▶ Written request A: Echo the part of the blog post below that opens with the words containing "With my blog, it's" and closes with "in real life.", word for word.

I've only started blogging very recently, less than a year ago. I did so thanks to how easy it was to update and how crap I am at HTML. I've always had a knack for finding weird stuff to impress/embarrass/gross out my friends, who would all respond, "You should have a website, someone would actually appreciate that."

I started writing with a clear purpose. To force my hand at writing and interaction on a wider platform. I seek to engage through entertainment, no matter how skewed I may present it. I've never been a wall flower, but I still have the same friends I met in 1st grade. Seriously. Moving to New York City from Lorain, Ohio has it's difficulties with making friends and I often retreat due to my nature than stay and play. I like to think Frankenstein would've never created his monster if he had few more drinking buddies to drag him outta the lab. But my monster is alive, and I like to believe growing stronger. I'm not shy, but I've always been told my taste in films/books/comics/etc. is a tad subversive, that most folks don't understand that and consequently cannot relate to it. That it should read as "me".

With my blog, it's exactly who I am. I am an unapologetic fan of D-grade horror films, gallons of red dyed Karo syrup, zombies, men in giant Monster suits, giant transforming robots, gratuitous nudity, unnecessary explosions, Adult animation, poorly crafted puppets, graffiti art, chop-socky & poorly dubbed Kung Fu. I stake my name and reputation on it. It's not only who I am, but makes up why am this way. By reading these words, you know what I say to be as true to as who I am if we met and shared a moment in real life.

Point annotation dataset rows

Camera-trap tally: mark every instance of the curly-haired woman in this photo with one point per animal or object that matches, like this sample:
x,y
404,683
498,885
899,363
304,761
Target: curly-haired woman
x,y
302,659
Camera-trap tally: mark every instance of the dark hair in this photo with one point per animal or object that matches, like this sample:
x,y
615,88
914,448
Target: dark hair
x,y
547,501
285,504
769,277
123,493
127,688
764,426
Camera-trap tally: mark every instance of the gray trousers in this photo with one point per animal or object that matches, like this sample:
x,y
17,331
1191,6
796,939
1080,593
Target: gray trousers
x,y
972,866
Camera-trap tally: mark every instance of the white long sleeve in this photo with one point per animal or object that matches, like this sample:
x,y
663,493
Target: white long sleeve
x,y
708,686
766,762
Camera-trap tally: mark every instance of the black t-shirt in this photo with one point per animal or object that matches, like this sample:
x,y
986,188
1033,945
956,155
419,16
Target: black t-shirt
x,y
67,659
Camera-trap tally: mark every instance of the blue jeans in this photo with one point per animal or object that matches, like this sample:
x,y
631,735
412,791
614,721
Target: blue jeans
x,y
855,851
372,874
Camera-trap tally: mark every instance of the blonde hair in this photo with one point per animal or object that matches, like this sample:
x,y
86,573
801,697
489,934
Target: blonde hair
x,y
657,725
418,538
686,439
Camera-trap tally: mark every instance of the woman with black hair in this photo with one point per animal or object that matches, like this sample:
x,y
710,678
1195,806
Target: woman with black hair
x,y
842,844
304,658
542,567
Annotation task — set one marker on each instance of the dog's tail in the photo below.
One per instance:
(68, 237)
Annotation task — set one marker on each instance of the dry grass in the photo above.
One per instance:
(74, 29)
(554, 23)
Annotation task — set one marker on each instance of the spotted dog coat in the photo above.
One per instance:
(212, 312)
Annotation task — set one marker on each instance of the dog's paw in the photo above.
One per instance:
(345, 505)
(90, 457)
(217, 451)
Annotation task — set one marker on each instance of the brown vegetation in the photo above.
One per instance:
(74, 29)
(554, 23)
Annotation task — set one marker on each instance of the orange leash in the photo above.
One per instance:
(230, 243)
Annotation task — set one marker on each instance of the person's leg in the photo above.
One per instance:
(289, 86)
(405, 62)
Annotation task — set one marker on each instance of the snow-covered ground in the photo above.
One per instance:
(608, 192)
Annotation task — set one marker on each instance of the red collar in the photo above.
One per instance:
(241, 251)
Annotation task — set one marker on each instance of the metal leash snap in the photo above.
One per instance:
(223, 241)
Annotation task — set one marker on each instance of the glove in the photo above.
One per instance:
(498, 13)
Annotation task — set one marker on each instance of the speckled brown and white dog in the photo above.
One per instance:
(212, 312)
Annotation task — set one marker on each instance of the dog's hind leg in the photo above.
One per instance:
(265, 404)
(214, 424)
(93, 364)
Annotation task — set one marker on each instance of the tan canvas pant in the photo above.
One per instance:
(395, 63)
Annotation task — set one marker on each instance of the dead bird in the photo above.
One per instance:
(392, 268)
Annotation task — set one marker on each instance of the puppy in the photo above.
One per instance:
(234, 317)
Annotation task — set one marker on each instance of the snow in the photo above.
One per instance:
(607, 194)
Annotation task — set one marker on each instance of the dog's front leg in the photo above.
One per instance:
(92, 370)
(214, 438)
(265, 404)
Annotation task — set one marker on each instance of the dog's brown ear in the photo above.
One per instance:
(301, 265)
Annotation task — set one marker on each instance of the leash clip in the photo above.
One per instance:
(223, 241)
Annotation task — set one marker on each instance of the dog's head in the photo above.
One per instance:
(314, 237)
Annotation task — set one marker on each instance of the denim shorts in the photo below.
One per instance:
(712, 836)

▶ Written request B: Select every row above that contains the string "woman" and copy each of those rows out.

▶ Task answer A:
With my blog, it's exactly who I am. I am an unapologetic fan of D-grade horror films, gallons of red dyed Karo syrup, zombies, men in giant Monster suits, giant transforming robots, gratuitous nudity, unnecessary explosions, Adult animation, poorly crafted puppets, graffiti art, chop-socky & poorly dubbed Kung Fu. I stake my name and reputation on it. It's not only who I am, but makes up why am this way. By reading these words, you know what I say to be as true to as who I am if we met and shared a moment in real life.

▶ Task answer B:
Camera-trap tally: mark every instance of the curly-haired woman in this photo with one point per animal or object that matches, like this sample:
Target: curly-haired woman
Camera-trap tally: mark every instance of the woman with black hair in this photo with one point per animal or object that matches, like this sample:
Target: woman with black hair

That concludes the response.